▸ EXERCISE TASK 1: Translate this sentence from the text about the Red Warrior album into Spanish: "Red Warrior, inspired by a tour that Jackson undertook in Africa, was recorded in one day."
----
Studio album by Ronald Shannon Jackson
- Released: 1990
- Genre: Jazz, free jazz
- Label: Axiom
- Producer: Bill Laswell

Ronald Shannon Jackson chronology
| Texas (1987) | Red Warrior (1990) | Taboo (1990) |

= Red Warrior =

Red Warrior is an album by the American jazz drummer Ronald Shannon Jackson, released in 1990. It was rereleased by Mango Records the following year.

==Production==
The album was produced by Bill Laswell. Jackson opted to record the album without horns, instead utilizing a three-guitar roster. Red Warrior, inspired by a tour that Jackson undertook in Africa, was recorded in one day.
----
▸ EXERCISE TASK 2: Gather every line of the entries that contains the word "white".

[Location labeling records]
----
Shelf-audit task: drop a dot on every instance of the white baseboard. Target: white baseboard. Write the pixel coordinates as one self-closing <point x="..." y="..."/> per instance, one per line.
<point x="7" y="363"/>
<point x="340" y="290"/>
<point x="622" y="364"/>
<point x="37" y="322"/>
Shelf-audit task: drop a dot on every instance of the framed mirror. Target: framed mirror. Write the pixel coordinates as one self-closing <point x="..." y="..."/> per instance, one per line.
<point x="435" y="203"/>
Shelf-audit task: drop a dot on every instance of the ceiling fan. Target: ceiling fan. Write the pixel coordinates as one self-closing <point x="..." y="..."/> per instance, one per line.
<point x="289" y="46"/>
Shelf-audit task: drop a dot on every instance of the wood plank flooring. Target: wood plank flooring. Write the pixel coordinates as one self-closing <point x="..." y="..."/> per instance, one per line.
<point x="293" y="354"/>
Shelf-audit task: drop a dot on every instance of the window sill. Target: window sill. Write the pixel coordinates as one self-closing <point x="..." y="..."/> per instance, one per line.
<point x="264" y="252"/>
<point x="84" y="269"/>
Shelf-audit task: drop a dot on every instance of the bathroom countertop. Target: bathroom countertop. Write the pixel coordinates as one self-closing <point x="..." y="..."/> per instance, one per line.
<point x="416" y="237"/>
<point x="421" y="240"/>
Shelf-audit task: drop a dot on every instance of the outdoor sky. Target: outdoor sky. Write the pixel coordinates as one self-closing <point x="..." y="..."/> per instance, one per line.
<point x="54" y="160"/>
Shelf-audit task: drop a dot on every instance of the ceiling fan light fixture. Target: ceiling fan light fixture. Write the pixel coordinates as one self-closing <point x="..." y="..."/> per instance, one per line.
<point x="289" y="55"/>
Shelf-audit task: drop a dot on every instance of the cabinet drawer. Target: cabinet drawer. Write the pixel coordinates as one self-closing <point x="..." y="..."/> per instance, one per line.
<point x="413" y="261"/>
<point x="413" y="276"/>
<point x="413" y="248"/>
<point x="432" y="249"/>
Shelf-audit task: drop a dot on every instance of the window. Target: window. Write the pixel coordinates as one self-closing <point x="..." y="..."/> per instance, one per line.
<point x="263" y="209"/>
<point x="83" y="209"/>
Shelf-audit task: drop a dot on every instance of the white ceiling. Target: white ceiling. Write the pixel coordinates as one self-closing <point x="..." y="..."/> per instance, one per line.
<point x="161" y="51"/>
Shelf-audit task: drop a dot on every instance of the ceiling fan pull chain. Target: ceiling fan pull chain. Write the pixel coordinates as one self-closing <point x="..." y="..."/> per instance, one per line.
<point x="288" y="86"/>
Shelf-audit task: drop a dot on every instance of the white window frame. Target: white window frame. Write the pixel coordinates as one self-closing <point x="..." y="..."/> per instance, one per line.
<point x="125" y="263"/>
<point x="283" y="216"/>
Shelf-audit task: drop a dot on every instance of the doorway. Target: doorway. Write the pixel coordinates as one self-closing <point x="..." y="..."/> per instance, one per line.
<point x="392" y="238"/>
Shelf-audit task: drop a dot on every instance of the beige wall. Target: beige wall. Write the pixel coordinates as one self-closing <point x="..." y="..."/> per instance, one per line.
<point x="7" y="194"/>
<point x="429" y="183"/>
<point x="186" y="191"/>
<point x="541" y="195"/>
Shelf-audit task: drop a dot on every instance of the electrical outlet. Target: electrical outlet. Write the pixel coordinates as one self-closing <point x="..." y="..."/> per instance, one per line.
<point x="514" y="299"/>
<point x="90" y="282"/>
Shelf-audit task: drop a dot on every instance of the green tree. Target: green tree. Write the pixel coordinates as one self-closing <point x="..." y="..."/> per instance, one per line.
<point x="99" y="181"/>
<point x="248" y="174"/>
----
▸ WORKED ANSWER 1: Red Warrior, inspirado en una gira que Jackson realizó por África, se grabó en un solo día.

▸ WORKED ANSWER 2:
Shelf-audit task: drop a dot on every instance of the white baseboard. Target: white baseboard. Write the pixel coordinates as one self-closing <point x="..." y="..."/> per instance, one per line.
Shelf-audit task: drop a dot on every instance of the white ceiling. Target: white ceiling. Write the pixel coordinates as one self-closing <point x="..." y="..."/> per instance, one per line.
Shelf-audit task: drop a dot on every instance of the white window frame. Target: white window frame. Write the pixel coordinates as one self-closing <point x="..." y="..."/> per instance, one per line.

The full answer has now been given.